**Exercise details:**
Lines before the one containing "task: outline the distant hill" are left out; copy that line and every later line through the end of the data exactly.

**Information shown:**
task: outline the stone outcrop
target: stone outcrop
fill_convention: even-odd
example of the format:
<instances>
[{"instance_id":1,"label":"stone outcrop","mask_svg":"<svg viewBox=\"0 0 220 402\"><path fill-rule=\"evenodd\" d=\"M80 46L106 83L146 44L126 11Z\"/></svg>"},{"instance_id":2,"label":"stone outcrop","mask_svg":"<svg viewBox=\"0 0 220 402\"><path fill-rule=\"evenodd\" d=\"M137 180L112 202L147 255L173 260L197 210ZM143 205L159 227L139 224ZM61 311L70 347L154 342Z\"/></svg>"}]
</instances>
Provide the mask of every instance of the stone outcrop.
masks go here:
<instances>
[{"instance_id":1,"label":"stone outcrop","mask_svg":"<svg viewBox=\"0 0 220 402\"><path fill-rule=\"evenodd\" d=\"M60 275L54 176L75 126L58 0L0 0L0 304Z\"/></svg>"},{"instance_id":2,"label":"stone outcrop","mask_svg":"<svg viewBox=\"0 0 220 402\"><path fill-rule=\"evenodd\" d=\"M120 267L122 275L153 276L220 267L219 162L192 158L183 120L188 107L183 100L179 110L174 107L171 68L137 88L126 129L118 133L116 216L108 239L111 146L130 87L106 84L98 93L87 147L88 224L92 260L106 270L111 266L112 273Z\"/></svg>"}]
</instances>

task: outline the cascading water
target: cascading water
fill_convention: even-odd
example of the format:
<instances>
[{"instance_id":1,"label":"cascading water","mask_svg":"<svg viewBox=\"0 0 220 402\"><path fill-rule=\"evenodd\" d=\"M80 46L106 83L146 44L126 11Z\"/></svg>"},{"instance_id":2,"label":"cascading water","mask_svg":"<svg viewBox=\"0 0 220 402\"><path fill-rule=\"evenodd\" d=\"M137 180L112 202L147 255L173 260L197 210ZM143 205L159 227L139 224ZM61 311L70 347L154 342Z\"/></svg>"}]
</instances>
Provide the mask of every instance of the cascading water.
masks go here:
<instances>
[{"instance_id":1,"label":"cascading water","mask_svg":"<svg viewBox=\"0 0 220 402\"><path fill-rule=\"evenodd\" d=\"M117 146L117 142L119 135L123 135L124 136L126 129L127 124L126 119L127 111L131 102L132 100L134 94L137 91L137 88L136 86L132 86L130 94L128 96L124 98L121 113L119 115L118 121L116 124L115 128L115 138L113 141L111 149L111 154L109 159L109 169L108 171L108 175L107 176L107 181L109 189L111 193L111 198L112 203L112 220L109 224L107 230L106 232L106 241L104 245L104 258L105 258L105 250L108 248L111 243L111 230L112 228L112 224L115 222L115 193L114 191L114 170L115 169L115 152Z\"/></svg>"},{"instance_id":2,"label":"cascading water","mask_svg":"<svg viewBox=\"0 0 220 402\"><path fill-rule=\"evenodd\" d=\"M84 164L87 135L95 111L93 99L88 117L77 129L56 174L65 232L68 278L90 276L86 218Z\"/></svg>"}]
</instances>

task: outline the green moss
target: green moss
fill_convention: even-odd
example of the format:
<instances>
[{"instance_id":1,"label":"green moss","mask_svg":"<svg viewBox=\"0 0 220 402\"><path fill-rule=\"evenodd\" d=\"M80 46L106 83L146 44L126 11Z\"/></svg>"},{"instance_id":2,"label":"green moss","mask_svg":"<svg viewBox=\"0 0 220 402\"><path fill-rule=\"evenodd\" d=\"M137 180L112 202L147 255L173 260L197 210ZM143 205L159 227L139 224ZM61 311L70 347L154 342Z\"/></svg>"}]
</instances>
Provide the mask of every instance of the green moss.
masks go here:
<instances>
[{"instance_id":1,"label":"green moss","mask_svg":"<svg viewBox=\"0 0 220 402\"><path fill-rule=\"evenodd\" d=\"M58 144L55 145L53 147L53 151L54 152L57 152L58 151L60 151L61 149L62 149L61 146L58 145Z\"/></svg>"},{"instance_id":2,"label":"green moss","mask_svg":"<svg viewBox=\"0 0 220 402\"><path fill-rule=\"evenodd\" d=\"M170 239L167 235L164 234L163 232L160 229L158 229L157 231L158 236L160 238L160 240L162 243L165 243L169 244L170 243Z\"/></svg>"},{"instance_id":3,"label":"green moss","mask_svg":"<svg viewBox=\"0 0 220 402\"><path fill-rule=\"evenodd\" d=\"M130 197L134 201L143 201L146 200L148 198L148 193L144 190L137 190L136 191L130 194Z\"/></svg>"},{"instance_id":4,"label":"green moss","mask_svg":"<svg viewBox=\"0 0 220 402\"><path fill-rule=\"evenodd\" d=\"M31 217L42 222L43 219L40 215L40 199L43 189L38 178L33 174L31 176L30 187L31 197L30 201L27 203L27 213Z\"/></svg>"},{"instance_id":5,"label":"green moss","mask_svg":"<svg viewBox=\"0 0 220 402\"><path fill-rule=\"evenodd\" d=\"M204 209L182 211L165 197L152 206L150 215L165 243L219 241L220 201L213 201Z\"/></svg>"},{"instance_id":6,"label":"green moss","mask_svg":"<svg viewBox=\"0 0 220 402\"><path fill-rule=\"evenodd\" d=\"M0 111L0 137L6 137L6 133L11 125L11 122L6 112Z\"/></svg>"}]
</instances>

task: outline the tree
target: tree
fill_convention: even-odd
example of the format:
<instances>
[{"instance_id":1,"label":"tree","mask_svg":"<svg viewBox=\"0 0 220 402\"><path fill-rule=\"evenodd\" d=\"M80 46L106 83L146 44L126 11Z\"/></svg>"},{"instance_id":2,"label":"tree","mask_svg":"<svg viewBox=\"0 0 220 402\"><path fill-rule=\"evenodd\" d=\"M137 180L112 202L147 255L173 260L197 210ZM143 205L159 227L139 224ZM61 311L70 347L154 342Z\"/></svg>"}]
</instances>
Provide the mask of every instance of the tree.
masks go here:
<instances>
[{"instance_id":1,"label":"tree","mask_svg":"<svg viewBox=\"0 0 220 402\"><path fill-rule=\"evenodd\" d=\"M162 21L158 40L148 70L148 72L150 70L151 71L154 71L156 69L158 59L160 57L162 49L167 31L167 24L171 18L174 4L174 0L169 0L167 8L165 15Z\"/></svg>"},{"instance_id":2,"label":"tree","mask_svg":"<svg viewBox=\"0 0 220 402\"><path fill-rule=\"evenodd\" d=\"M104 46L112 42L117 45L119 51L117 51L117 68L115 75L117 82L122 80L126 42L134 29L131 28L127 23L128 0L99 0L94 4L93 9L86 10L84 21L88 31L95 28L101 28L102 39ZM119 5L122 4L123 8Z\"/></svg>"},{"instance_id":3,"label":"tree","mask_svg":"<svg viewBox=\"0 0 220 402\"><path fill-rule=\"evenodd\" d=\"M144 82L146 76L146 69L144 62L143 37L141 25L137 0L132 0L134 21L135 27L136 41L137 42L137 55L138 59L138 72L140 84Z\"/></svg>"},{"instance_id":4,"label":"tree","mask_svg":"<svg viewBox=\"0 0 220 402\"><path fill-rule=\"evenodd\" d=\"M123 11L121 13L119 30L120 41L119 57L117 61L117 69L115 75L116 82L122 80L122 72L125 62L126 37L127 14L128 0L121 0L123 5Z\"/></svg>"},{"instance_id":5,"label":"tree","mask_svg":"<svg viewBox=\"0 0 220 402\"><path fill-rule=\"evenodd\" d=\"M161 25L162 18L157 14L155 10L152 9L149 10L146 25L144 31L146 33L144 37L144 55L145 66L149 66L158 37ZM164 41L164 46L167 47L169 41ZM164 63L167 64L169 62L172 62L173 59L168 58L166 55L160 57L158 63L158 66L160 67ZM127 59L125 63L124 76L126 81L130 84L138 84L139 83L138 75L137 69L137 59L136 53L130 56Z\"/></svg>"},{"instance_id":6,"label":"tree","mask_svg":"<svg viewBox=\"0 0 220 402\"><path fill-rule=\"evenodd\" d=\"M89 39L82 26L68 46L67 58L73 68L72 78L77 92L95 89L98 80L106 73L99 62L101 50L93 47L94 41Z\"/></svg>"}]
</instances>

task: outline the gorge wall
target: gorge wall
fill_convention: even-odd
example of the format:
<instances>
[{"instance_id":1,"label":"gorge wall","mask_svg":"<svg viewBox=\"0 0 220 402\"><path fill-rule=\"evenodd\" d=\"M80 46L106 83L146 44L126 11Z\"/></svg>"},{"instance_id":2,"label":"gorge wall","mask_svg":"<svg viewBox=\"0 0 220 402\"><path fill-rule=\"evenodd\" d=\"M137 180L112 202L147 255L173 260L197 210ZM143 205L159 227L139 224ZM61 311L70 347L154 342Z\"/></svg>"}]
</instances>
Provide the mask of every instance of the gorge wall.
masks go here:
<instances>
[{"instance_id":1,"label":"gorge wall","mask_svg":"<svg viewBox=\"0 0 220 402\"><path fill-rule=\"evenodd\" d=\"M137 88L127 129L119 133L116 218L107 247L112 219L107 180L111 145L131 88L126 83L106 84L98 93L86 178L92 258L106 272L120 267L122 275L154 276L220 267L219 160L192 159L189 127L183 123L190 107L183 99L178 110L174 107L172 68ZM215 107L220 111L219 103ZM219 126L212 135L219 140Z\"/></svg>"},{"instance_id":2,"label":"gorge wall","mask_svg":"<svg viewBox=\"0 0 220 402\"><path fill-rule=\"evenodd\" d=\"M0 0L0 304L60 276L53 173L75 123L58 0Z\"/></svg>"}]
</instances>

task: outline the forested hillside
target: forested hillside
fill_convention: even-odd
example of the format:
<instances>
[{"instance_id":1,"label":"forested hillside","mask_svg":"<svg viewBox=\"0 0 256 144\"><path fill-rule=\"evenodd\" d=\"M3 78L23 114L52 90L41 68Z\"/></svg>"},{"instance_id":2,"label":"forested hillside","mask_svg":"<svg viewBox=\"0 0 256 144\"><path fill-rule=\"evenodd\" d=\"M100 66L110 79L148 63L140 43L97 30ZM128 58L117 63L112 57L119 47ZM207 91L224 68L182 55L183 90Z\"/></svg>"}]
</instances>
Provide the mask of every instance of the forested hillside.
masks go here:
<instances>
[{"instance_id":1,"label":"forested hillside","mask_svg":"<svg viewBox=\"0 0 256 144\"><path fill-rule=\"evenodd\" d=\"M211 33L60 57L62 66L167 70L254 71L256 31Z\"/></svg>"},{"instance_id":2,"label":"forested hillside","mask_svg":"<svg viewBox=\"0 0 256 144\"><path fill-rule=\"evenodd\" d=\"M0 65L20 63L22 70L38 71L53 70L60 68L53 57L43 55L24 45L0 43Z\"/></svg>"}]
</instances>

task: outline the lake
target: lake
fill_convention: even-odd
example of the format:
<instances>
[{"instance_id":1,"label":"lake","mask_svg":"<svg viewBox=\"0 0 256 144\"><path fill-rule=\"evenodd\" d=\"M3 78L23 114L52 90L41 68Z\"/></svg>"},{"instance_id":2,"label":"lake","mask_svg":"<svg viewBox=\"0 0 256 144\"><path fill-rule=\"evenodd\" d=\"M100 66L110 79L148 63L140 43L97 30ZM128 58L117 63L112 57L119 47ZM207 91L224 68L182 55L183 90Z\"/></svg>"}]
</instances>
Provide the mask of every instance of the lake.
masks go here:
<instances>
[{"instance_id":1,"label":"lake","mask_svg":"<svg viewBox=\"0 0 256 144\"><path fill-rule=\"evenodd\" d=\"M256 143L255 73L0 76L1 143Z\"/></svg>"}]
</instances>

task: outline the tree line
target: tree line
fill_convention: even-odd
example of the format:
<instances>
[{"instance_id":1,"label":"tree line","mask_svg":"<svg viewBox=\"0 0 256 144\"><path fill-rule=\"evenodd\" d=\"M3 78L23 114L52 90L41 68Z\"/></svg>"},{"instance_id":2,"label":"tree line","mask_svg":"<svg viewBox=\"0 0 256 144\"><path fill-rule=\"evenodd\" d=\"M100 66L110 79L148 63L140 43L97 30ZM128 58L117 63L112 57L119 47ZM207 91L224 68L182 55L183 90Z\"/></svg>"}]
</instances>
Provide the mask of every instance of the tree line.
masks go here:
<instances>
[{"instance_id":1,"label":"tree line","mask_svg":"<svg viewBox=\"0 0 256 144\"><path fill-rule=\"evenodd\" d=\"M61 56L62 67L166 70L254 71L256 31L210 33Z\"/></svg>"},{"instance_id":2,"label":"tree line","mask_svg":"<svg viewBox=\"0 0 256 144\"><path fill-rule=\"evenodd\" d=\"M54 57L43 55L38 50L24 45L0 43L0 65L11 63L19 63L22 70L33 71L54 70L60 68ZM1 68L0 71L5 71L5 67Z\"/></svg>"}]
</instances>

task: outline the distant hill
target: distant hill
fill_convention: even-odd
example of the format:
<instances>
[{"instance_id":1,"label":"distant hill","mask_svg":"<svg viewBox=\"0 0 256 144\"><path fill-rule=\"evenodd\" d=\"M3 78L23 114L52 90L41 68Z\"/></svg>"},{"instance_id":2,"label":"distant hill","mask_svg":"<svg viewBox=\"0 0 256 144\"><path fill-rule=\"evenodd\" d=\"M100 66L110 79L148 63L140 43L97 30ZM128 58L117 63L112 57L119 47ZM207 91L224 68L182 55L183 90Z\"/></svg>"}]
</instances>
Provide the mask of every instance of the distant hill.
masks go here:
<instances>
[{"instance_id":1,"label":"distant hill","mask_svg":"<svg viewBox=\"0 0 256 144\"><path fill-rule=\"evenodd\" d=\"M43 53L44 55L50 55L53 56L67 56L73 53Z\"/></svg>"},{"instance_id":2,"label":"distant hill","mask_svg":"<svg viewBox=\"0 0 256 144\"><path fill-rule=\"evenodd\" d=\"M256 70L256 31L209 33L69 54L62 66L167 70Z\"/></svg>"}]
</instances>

**The response:**
task: outline the distant hill
target: distant hill
fill_convention: even-odd
example of the format:
<instances>
[{"instance_id":1,"label":"distant hill","mask_svg":"<svg viewBox=\"0 0 256 144\"><path fill-rule=\"evenodd\" d=\"M3 78L23 114L52 90L41 68Z\"/></svg>"},{"instance_id":2,"label":"distant hill","mask_svg":"<svg viewBox=\"0 0 256 144\"><path fill-rule=\"evenodd\" d=\"M100 66L110 79L148 63L140 43L97 30ZM128 58L117 63L112 57L119 47ZM207 91L224 68L182 55L183 90Z\"/></svg>"}]
</instances>
Provide the mask of every instance of the distant hill.
masks go here:
<instances>
[{"instance_id":1,"label":"distant hill","mask_svg":"<svg viewBox=\"0 0 256 144\"><path fill-rule=\"evenodd\" d=\"M43 53L44 55L50 55L53 56L67 56L73 53Z\"/></svg>"},{"instance_id":2,"label":"distant hill","mask_svg":"<svg viewBox=\"0 0 256 144\"><path fill-rule=\"evenodd\" d=\"M256 70L256 31L209 33L69 54L62 66L167 70Z\"/></svg>"}]
</instances>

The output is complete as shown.